**STUDY MATERIAL**
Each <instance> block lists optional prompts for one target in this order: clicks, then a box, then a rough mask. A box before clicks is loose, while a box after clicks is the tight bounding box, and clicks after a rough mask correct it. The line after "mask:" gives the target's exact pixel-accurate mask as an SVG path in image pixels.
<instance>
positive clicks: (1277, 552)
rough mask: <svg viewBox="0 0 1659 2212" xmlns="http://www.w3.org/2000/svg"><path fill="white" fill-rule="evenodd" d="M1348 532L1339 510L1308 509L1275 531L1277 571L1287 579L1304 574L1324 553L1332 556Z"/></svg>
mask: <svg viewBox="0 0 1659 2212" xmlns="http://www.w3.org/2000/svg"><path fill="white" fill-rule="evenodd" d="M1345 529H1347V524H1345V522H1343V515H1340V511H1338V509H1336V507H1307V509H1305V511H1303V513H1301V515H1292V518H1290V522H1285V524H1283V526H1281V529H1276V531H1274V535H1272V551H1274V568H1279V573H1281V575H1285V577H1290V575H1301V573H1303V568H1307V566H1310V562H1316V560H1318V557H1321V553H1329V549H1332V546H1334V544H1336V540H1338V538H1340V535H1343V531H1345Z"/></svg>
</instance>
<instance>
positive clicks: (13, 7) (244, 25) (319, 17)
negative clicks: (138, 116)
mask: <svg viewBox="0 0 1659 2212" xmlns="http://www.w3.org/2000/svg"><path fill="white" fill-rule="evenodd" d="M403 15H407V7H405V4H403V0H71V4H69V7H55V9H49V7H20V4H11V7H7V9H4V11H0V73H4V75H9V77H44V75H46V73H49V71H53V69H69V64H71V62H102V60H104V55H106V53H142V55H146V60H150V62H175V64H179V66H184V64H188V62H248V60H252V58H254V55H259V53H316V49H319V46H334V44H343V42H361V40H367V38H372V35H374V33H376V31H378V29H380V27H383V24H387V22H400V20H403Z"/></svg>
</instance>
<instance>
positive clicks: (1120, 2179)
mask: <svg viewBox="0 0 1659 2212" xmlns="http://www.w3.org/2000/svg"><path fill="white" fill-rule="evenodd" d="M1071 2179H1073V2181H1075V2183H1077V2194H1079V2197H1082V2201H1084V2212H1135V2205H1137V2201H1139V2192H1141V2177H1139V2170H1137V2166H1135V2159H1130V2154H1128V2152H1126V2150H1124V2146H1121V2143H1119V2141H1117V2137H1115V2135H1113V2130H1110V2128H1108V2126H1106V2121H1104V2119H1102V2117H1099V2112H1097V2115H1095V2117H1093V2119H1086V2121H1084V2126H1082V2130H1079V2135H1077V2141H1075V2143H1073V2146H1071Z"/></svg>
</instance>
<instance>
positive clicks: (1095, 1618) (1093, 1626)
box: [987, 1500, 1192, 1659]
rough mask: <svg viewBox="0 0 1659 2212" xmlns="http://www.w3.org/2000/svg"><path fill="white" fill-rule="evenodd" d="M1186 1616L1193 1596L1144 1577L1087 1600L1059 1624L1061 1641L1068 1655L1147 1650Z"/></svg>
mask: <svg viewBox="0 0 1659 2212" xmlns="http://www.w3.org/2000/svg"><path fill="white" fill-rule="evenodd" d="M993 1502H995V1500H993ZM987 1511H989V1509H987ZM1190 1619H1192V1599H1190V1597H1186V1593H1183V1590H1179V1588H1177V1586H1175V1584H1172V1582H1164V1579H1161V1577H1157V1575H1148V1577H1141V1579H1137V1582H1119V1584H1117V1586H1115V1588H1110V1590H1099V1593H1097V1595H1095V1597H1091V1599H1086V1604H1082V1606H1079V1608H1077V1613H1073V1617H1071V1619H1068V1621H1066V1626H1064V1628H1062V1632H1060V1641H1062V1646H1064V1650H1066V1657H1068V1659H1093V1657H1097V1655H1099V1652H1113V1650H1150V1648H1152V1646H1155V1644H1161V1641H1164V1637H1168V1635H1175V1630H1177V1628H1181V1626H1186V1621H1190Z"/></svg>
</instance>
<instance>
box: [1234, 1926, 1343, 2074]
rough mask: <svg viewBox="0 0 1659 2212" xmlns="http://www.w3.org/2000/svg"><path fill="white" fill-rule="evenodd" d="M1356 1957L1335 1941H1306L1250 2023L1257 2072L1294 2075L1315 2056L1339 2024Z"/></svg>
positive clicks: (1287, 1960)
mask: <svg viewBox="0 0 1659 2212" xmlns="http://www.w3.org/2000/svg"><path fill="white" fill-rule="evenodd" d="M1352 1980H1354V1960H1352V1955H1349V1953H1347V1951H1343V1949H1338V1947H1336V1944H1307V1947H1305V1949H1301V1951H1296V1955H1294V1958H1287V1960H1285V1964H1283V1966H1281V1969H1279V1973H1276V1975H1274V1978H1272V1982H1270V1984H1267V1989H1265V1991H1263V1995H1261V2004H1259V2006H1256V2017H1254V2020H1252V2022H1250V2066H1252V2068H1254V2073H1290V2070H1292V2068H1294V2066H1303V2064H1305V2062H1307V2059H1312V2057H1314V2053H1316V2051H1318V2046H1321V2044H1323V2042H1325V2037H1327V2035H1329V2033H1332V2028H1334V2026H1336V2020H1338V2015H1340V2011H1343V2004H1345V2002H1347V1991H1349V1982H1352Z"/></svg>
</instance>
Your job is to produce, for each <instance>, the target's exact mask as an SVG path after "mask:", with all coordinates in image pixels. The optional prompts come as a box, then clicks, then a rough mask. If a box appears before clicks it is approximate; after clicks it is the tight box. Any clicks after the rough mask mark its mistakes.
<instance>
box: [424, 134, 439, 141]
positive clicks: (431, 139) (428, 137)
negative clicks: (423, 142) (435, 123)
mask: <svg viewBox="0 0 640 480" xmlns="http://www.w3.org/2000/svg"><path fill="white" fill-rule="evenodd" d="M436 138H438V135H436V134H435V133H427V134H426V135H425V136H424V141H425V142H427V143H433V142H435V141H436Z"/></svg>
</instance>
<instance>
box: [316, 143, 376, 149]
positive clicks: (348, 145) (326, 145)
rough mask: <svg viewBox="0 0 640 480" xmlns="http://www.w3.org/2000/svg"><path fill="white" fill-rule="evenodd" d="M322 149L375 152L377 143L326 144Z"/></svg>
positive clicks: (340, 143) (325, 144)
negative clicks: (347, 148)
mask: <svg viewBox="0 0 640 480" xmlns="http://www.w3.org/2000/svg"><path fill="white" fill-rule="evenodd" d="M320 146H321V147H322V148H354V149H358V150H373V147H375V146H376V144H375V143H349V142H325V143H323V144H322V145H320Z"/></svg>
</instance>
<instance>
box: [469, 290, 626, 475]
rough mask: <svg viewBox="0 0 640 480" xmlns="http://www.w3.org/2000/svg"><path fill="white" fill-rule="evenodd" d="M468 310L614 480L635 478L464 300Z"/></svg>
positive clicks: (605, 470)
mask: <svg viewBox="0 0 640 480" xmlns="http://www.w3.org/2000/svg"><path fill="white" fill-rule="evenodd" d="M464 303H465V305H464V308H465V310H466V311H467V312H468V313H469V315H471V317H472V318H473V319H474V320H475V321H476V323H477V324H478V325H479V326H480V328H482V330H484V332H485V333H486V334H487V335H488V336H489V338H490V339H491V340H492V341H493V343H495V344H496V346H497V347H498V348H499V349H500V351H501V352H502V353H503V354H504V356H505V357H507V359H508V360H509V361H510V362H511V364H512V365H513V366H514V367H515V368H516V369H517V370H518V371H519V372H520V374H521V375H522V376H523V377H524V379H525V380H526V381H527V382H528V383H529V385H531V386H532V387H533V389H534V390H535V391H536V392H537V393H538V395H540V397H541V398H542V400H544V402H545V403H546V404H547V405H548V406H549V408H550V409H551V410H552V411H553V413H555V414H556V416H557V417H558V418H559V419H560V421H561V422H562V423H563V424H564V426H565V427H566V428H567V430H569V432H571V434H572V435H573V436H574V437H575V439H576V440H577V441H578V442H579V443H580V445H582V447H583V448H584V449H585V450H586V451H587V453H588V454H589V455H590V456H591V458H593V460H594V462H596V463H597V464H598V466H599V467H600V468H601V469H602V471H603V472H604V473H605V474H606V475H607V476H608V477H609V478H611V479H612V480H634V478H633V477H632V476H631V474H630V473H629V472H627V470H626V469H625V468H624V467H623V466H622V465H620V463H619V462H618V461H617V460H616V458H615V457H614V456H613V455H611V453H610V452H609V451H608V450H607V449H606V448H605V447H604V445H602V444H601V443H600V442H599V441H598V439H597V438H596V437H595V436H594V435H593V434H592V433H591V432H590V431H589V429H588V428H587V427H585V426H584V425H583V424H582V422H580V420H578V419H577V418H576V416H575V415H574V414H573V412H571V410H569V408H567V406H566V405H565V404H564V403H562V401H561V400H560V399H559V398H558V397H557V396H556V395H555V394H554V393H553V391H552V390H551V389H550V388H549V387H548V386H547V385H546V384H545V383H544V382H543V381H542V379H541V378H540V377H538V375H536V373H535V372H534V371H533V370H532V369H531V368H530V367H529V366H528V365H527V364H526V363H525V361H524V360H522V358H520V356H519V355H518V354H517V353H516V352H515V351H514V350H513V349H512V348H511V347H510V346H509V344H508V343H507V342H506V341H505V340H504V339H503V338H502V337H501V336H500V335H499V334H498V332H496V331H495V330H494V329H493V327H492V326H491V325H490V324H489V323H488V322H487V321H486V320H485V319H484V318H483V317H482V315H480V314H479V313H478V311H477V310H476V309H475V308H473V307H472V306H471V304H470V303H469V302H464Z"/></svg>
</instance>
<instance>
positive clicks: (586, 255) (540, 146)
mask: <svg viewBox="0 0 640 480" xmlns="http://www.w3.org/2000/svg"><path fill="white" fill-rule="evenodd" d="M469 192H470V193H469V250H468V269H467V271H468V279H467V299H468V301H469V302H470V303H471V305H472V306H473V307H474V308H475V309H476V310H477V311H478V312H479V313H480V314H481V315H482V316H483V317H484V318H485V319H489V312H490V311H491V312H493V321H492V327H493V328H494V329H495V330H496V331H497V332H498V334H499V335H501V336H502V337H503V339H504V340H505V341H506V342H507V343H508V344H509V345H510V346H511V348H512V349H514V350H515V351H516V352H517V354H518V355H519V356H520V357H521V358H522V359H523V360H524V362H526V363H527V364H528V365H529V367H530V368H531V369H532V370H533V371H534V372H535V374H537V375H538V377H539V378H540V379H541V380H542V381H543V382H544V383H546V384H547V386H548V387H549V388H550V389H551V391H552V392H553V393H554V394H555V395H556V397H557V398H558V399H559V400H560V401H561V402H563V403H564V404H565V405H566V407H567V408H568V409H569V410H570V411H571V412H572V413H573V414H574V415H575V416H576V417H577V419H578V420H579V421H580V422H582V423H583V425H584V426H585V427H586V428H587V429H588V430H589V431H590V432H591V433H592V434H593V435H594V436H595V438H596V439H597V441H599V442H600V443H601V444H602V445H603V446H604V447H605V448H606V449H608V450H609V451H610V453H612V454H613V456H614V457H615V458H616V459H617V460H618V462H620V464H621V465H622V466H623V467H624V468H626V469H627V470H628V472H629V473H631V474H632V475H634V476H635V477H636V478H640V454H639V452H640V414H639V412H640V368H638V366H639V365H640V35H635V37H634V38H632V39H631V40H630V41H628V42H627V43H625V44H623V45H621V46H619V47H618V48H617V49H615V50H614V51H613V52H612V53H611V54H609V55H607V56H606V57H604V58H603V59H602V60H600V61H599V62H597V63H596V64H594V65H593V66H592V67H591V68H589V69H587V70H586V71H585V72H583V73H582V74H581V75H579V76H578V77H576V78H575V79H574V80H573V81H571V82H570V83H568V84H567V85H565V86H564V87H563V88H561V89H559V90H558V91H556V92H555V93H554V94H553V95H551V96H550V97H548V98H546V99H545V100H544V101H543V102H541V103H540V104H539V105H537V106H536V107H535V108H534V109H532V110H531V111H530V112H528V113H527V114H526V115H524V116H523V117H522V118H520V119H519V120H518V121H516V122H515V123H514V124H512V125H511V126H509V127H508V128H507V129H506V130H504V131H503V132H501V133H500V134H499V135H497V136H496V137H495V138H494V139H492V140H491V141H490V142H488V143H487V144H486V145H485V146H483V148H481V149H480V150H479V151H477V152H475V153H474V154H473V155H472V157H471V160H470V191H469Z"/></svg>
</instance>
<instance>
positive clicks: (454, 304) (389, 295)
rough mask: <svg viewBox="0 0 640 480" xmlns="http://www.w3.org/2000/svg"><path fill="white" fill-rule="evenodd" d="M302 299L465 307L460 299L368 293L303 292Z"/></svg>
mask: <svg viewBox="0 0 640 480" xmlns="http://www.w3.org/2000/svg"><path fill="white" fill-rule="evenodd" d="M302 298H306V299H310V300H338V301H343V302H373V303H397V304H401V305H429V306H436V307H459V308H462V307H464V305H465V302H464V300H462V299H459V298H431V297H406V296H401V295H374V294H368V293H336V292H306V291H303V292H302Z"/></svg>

**TASK DESCRIPTION**
Please count the lines that hold "exact" in this data and report the total alone.

**WRITTEN RESPONSE**
2